• **Study questions**
1. Write out the passage of the article on the rejected MLB proposal, starting at "Lodi News-Sentinel" and ending at "would be protected.".
2. Write what comes next in the article on the players' rejection of the MLB proposal, continuing from its final sentence.

Lodi News-Sentinel

Players reject MLB proposal to delay season

- Bill Shaikin

Major league players Monday rejected the league’s proposal to delay the season by a month and shorten it by eight games, refusing to grant Commission­er Rob Manfred the unilateral authority to suspend the season without guarantees that player pay and service time would be protected.

Players remain scheduled to report to spring training in two weeks, with the full 162-game schedule set to start April 1. The rejected proposal also included a universal designated hitter and a 14-team postseason field, so for now, the 2021 season will be played with no DH in the National League and 10 teams in the playoffs.

“We do not make this decision lightly,” the Major League Baseball Players Associatio­n said in a statement. “Players know first-hand the efforts that were required to complete the abbreviate­d 2020 season, and we appreciate that significan­t challenges lie ahead. We look forward to promptly finalizing enhanced health and safety protocols that will help players and clubs meet these challenges.”

The long-playing distrust between owners and players torpedoed what appeared to be a winwin-win scenario: A later start could allow more time for the winter coronaviru­s surges to dissipate and for players and fans to get vaccinated, making it likely that more fans could be in attendance and a full 162-game season still could be played.

Instead, when owners first floated the idea of a delay in December, they declined to consider guaranteei­ng players the full 162 games of pay or extending the season into November. The owners did both in the proposal they made Friday, with a 154-game schedule that would start April 28 and the World Series extending into early November.

Segmentation mask data
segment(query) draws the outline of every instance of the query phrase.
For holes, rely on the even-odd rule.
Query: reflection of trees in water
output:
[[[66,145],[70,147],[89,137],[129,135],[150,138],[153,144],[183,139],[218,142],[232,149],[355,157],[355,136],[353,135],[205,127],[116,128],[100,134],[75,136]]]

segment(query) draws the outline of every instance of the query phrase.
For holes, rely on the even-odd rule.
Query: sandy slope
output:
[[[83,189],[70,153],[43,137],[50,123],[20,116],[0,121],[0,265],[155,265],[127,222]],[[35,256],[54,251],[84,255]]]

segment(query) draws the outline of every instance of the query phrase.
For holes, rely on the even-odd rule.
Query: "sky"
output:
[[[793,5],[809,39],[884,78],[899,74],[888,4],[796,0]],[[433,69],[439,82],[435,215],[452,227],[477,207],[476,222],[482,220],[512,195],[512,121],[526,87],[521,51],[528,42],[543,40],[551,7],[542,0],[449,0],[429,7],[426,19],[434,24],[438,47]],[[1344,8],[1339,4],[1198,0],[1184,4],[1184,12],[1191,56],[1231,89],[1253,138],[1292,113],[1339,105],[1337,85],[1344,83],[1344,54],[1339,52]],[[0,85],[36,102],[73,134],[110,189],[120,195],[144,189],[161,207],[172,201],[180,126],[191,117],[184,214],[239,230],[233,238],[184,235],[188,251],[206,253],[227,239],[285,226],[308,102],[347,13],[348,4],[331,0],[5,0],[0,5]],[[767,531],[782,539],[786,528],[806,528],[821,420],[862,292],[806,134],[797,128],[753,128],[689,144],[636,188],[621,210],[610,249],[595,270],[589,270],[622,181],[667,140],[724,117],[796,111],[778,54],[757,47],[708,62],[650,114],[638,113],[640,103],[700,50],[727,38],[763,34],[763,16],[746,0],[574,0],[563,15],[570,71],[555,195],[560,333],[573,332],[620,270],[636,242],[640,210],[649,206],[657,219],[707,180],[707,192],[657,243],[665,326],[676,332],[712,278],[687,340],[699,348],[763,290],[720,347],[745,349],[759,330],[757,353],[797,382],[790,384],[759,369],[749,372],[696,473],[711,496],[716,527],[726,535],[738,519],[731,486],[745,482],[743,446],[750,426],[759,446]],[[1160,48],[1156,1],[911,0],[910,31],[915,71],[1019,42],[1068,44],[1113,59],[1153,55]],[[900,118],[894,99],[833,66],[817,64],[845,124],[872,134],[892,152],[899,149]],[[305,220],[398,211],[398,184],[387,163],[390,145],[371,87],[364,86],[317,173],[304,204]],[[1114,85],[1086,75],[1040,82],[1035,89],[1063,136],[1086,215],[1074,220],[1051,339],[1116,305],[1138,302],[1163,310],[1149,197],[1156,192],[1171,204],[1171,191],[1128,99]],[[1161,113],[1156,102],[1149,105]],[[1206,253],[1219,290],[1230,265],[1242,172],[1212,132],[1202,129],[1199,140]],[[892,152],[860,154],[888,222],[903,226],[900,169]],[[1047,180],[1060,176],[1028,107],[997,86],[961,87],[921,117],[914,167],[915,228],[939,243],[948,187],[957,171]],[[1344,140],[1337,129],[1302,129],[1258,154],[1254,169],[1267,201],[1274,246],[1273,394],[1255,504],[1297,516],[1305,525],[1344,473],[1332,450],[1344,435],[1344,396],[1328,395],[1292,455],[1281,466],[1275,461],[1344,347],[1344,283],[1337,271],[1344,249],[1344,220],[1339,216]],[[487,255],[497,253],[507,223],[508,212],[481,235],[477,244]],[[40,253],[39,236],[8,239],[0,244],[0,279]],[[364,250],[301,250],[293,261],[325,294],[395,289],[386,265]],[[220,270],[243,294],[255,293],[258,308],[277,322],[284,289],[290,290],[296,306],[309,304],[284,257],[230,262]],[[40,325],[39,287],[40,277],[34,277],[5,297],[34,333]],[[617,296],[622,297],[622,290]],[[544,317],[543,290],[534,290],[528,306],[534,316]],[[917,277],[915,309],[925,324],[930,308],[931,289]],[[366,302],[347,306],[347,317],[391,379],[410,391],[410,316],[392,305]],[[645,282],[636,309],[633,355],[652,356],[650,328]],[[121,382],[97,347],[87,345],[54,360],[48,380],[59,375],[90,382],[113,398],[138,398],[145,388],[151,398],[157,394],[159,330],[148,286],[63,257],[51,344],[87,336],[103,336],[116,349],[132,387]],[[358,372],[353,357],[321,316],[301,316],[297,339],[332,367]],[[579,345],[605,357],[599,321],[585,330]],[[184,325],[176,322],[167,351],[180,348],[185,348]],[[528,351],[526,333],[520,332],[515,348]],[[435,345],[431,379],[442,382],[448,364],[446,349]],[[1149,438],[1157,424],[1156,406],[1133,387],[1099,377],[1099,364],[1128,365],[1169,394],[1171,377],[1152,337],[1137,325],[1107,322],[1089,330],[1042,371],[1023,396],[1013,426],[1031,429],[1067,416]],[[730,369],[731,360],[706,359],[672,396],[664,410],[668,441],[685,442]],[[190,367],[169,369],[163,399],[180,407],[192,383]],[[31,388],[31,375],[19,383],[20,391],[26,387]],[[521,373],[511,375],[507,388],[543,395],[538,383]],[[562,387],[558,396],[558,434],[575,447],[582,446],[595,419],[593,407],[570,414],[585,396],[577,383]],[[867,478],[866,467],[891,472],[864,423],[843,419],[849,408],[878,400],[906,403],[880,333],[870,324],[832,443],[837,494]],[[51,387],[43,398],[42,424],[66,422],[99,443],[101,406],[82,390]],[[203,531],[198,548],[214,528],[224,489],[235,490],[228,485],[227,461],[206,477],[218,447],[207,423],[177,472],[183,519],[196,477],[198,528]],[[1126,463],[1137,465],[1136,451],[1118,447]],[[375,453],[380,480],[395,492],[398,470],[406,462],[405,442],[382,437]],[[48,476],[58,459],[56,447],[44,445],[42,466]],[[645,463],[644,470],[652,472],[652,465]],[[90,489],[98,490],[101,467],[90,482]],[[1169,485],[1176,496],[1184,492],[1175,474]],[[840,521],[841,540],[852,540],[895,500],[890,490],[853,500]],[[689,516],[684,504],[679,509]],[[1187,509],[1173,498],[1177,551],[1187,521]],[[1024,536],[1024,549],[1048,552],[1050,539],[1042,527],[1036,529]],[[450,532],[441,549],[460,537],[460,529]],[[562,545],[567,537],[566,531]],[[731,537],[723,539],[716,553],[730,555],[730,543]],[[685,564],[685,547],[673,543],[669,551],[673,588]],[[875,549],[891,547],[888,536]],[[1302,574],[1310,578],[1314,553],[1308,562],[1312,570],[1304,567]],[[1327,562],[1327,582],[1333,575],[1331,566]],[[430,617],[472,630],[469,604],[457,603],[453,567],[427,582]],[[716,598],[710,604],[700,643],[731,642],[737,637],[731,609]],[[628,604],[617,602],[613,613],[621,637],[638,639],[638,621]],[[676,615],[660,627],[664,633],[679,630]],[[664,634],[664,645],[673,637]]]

• **Answers by task**
1.
Lodi News-Sentinel

Players reject MLB proposal to delay season

- Bill Shaikin

Major league players Monday rejected the league’s proposal to delay the season by a month and shorten it by eight games, refusing to grant Commission­er Rob Manfred the unilateral authority to suspend the season without guarantees that player pay and service time would be protected.

2.
In a statement Monday night, the players’ union alluded to the informal nature of the December conversati­on by saying that Friday marked “the first time this offseason [we] received a proposal from MLB to delay spring training and Opening Day by approximat­ely one month.”

However, the players were concerned that the proposal granted Manfred unilateral authority to suspend the season — and with it player salaries — in the event of virus outbreaks, heightened health risks or government restrictio­ns. Manfred considered suspending the season last year,

amid outbreaks on the Miami Marlins and St. Louis Cardinals, but ultimately the season was played to completion and players were paid for every scheduled game.

The timing of the latest proposal also was problemati­c to the union, which was concerned about unnecessar­y injury risks given that many players have started intensifyi­ng their offseason workouts in anticipati­on of an on-time start to spring training.

Monday’s rejection would not preclude a later agreement on either the DH or the expanded postseason. The league and the union agreed on a 16-team playoff field last year, on the very day the season started. Both the owners and the players would prefer the universal DH.

In negotiatio­ns this winter, the owners have linked the DH and the expanded postseason, believing the DH would be a win for the players. However, the traditiona­l aging, high-paid slugger at DH is more of an endangered species than a bargaining chip. The players would have agreed to simply adopt the universal DH on its own; the owners were not interested.

The union statement noted that players would have been required to “accept previously rejected proposals that link expanded playoffs with expansion of the designated hitter.”